-- OBJECTIVE --
Can you copy out, word for word, the part of the listing below that opens with the line containing "point: balcony -- for" and closes with the line containing "column 391, row 137", including both of those lines?

***** RECORDS TO USE *****

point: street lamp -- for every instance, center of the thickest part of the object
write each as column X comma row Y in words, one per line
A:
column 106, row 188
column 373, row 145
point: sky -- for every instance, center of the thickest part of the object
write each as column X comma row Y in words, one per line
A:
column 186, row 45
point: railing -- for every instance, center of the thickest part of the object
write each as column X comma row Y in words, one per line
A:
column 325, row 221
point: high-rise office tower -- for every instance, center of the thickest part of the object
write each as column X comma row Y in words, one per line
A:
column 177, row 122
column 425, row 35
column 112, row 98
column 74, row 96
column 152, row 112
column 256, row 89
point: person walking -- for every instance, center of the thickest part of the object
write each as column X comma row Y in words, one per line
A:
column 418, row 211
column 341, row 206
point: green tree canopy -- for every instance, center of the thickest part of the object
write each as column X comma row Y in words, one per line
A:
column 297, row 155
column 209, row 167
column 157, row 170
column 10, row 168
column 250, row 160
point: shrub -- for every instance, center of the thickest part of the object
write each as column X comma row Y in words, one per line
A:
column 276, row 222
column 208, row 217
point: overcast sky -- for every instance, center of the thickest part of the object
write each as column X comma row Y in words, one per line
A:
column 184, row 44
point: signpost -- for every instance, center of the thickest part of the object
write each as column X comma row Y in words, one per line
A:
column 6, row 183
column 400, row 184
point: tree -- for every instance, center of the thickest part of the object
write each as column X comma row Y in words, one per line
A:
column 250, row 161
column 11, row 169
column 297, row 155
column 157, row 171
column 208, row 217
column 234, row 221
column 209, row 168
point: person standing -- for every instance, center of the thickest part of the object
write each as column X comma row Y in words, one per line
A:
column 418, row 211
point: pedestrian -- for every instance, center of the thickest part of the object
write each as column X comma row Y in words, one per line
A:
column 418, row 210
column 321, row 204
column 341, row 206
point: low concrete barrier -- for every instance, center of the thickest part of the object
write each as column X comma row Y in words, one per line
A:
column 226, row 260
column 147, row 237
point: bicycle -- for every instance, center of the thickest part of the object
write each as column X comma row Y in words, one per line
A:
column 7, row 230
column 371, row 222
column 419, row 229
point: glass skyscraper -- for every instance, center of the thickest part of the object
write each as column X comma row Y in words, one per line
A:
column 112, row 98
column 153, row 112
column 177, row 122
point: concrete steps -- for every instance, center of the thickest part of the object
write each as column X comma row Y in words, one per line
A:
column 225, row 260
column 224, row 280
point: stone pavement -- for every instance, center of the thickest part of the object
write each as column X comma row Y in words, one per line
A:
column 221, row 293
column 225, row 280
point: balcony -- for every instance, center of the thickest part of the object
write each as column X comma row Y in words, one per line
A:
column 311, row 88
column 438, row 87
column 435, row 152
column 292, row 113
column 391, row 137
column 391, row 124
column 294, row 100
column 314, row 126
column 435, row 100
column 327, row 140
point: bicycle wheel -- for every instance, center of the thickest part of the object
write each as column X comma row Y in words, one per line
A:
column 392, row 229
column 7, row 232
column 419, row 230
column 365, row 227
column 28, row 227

*****

-- TASK ANSWER --
point: balcony -- for every instance, center of the thickest part of the object
write each as column X comma row Y in words, one per line
A:
column 311, row 88
column 438, row 87
column 435, row 152
column 292, row 113
column 391, row 137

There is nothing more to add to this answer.